**Task statement**.
A verbatim transcript of the data below is required, images omitted.

┄┄┄┄┄┄

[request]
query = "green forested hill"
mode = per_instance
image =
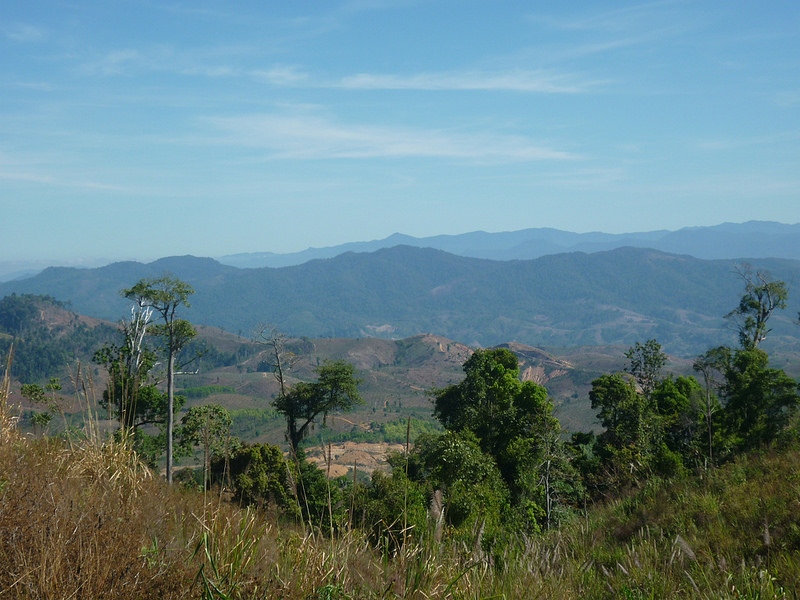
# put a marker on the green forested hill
(614, 297)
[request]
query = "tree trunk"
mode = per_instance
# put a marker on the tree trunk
(170, 411)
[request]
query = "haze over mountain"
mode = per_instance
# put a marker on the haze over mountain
(613, 297)
(754, 239)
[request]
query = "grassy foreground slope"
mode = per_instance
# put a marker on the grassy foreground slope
(84, 520)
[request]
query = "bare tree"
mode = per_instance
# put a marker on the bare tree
(762, 296)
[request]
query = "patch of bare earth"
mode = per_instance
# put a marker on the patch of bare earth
(367, 457)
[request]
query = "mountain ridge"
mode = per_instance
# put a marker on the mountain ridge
(613, 297)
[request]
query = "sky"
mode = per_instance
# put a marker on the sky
(136, 130)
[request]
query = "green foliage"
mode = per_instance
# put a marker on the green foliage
(336, 389)
(42, 349)
(646, 362)
(762, 296)
(760, 402)
(260, 475)
(164, 295)
(208, 426)
(474, 489)
(393, 507)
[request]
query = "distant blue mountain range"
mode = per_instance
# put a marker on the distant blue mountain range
(754, 239)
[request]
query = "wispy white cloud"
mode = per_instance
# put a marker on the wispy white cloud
(22, 32)
(626, 19)
(728, 144)
(787, 99)
(51, 180)
(314, 138)
(282, 75)
(516, 80)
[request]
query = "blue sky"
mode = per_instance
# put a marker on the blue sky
(146, 129)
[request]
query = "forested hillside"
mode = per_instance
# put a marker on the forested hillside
(615, 297)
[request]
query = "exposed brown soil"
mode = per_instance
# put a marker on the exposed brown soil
(366, 457)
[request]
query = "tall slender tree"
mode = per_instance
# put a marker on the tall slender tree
(165, 295)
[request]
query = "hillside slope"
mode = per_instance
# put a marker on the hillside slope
(616, 297)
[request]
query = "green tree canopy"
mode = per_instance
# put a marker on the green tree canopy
(336, 389)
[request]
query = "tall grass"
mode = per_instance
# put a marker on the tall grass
(83, 519)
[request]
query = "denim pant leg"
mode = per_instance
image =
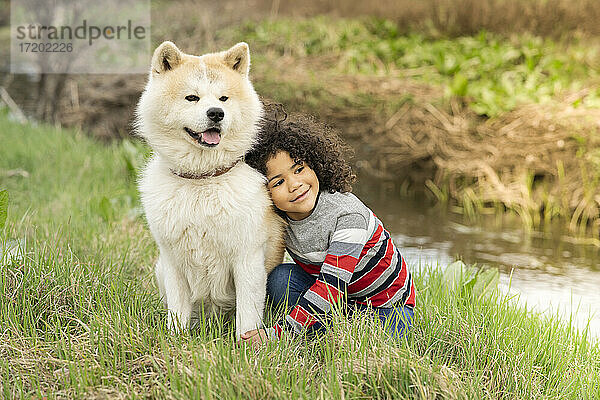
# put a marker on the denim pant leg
(286, 284)
(397, 321)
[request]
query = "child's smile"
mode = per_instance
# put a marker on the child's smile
(294, 186)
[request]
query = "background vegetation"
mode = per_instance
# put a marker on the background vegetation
(81, 317)
(488, 107)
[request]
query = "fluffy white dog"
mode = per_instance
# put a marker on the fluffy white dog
(208, 211)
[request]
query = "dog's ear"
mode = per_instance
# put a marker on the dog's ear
(166, 57)
(238, 58)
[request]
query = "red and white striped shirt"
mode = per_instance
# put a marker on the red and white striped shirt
(345, 246)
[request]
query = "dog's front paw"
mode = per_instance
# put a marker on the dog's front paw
(177, 323)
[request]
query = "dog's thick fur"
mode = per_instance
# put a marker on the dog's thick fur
(218, 236)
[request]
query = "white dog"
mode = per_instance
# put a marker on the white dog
(208, 211)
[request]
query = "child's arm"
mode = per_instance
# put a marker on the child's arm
(345, 247)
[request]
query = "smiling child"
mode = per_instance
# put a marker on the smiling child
(341, 250)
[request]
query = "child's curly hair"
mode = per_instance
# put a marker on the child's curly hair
(305, 140)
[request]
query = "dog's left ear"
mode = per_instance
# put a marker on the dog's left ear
(238, 58)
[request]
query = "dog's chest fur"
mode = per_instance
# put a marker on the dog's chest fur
(206, 225)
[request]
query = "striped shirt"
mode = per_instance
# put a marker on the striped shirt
(345, 246)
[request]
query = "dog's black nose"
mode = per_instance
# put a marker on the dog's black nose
(215, 114)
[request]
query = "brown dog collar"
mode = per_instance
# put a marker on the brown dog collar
(211, 174)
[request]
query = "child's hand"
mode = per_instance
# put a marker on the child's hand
(255, 337)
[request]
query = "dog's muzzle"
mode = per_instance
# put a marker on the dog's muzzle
(209, 138)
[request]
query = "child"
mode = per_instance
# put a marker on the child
(340, 249)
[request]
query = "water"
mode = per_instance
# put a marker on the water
(550, 272)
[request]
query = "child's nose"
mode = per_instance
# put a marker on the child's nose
(294, 184)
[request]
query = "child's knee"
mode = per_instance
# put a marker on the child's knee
(278, 283)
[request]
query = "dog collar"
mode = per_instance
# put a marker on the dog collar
(211, 174)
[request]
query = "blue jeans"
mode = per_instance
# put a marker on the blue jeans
(288, 282)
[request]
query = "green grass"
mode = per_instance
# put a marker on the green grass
(491, 73)
(81, 317)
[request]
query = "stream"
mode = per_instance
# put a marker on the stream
(548, 271)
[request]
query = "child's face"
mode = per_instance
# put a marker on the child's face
(294, 186)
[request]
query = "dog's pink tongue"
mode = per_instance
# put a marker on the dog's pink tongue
(211, 137)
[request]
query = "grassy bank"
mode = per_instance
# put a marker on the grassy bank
(488, 107)
(81, 317)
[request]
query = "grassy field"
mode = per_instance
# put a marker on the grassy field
(81, 317)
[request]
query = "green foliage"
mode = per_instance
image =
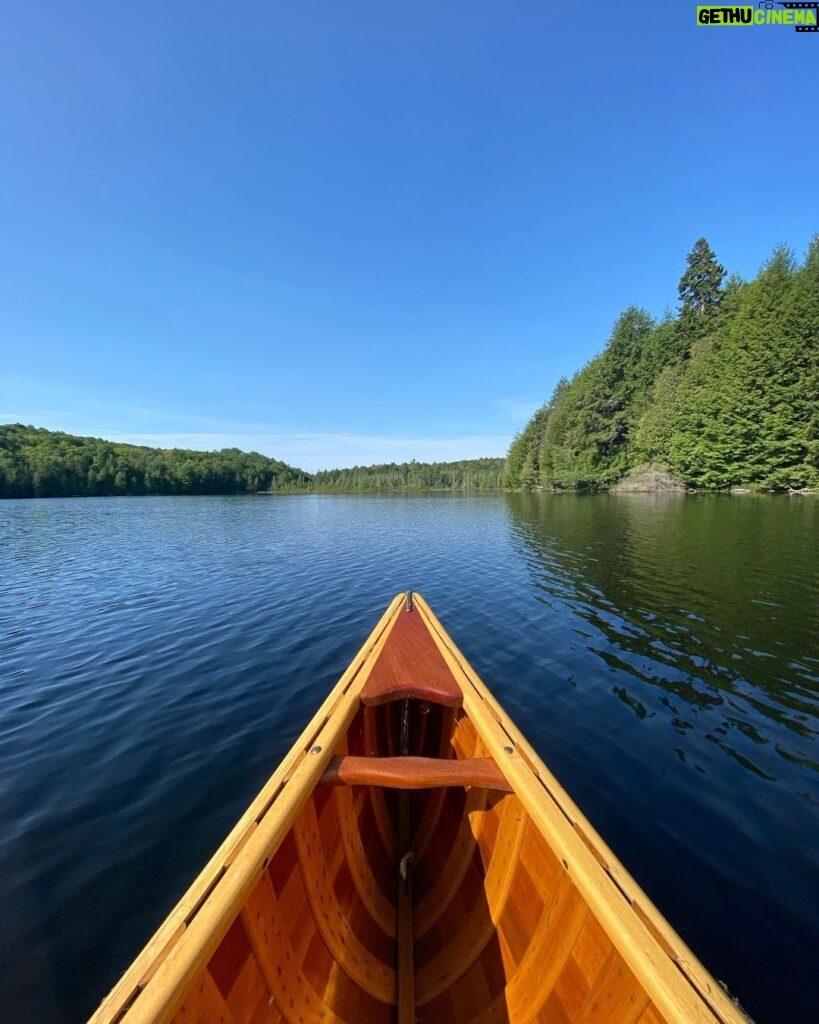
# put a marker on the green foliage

┄┄┄┄┄┄

**Result for this exercise**.
[request]
query = "green forested hill"
mode = per_instance
image =
# put a marker on the green forested hill
(614, 297)
[request]
query = "tree trunk"
mode = per_instance
# put a marker on the tree trunk
(170, 411)
[request]
query = "haze over mountain"
mode = per_instance
# put a marker on the haze over mountain
(613, 297)
(754, 239)
[request]
query = "grassy foreground slope"
mode = per_instance
# put a marker on the grassy foreground slope
(84, 520)
[request]
query = "bare tree"
mode = per_instance
# put a marker on the bare tree
(762, 296)
[request]
query = "patch of bare earth"
mode = per_instance
# put a marker on the patch of bare earth
(367, 457)
[request]
query = "mountain ridge"
mode = per_instance
# put a marker on the mountain ridge
(613, 297)
[request]
query = "sky"
mode = per_instance
# put a marker on the sky
(136, 130)
[request]
query = "green foliage"
mode = per_instance
# put a marker on the green foliage
(336, 389)
(42, 349)
(646, 362)
(762, 296)
(760, 402)
(260, 475)
(164, 295)
(208, 426)
(474, 489)
(393, 507)
[request]
query = "distant blue mountain range"
mode = per_instance
# put a marker on the distant blue mountain range
(754, 239)
[request]
query = "wispy white cloud"
mode = per_instance
# put a marker on the wispy white cloud
(22, 32)
(626, 19)
(728, 144)
(787, 99)
(51, 180)
(314, 138)
(282, 75)
(516, 80)
[request]
query = "blue sky"
mode = per_instance
# put a marker on the blue sky
(146, 129)
[request]
query = "forested hillside"
mode = per_instance
# put a marker on the forested hillside
(615, 297)
[request]
query = "exposed brown soil"
mode = per_instance
# put a marker on the exposed brown soil
(366, 457)
[request]
query = "tall slender tree"
mode = per_instance
# put a marker on the tall slender tree
(165, 295)
[request]
query = "hillside slope"
mode = per_instance
# put a marker on the hillside slope
(616, 297)
[request]
query = "green tree canopy"
mode = per_instance
# put a marker on the green tree canopy
(336, 389)
[request]
query = "tall grass"
mode = per_instance
# put a marker on the tall grass
(83, 519)
[request]
query = "denim pant leg"
mode = per_instance
image =
# put a marker on the denim pant leg
(286, 284)
(397, 321)
[request]
query = "child's smile"
mode = per_instance
# put a marker on the child's smile
(294, 186)
[request]
query = "background vegetation"
mode = per_instance
# put a marker on the background vegetation
(81, 317)
(488, 107)
[request]
query = "fluffy white dog"
mode = per_instance
# put a marker on the fluffy white dog
(208, 211)
[request]
query = "dog's ear"
mode = per_instance
# put a marker on the dog's ear
(166, 57)
(238, 58)
[request]
query = "red and white striped shirt"
mode = per_instance
# put a marker on the red and white striped shirt
(345, 246)
[request]
query = "dog's front paw"
mode = per_instance
# put a marker on the dog's front paw
(177, 323)
[request]
query = "dog's thick fur"
mode = per_instance
# put a marker on the dog's thick fur
(218, 236)
[request]
query = "white dog"
mode = per_instance
# put a marker on the white dog
(208, 211)
[request]
query = "child's arm"
mode = per_instance
# put a marker on the child's arm
(345, 247)
[request]
query = "smiling child"
mode = per_instance
# put a marker on the smiling child
(341, 250)
[request]
query = "child's curly hair"
mode = per_instance
# put a marker on the child's curly hair
(305, 140)
[request]
query = "dog's left ear"
mode = per_instance
# put a marker on the dog's left ear
(238, 58)
[request]
query = "dog's chest fur"
mode = per_instance
# put a marker on the dog's chest fur
(206, 225)
[request]
query = "striped shirt"
mode = per_instance
# put a marker on the striped shirt
(345, 246)
[request]
query = "dog's black nose"
mode = per_instance
# put a marker on the dog's black nose
(215, 114)
[request]
query = "brown dog collar"
mode = per_instance
# put a marker on the brown dog collar
(211, 174)
[request]
query = "child's hand"
mode = per_instance
# put a marker on the child's hand
(255, 337)
[request]
query = "dog's muzzle"
mode = per_instance
# put a marker on the dog's muzzle
(209, 138)
[request]
query = "child"
mode = per_instance
# put a marker on the child
(340, 249)
[request]
query = "water"
mode = per_instance
# put a marker on the water
(550, 272)
[request]
query = "child's nose"
mode = per_instance
# put a marker on the child's nose
(294, 184)
[request]
query = "child's knee"
mode = per_instance
# put a marker on the child's knee
(278, 283)
[request]
query = "dog collar"
mode = per_instance
# put a marker on the dog collar
(211, 174)
[request]
query = "blue jeans"
mode = per_instance
# put a marker on the blue jeans
(288, 282)
[request]
query = "green grass"
mode = per_instance
# put a marker on the green grass
(491, 73)
(81, 317)
[request]
query = "stream"
mode = per_instance
# put a marker on the stream
(548, 271)
[request]
query = "child's face"
mode = per_instance
# put a marker on the child's face
(294, 186)
[request]
query = "dog's pink tongue"
mode = per_instance
# put a marker on the dog's pink tongue
(211, 137)
[request]
query = "grassy bank"
mode = per_instance
# put a marker on the grassy bank
(488, 107)
(81, 317)
[request]
query = "grassy field"
mode = per_instance
# put a marker on the grassy field
(81, 317)
[request]
query = "green foliage"
mode = per_instance
image =
# put a marker on the green foliage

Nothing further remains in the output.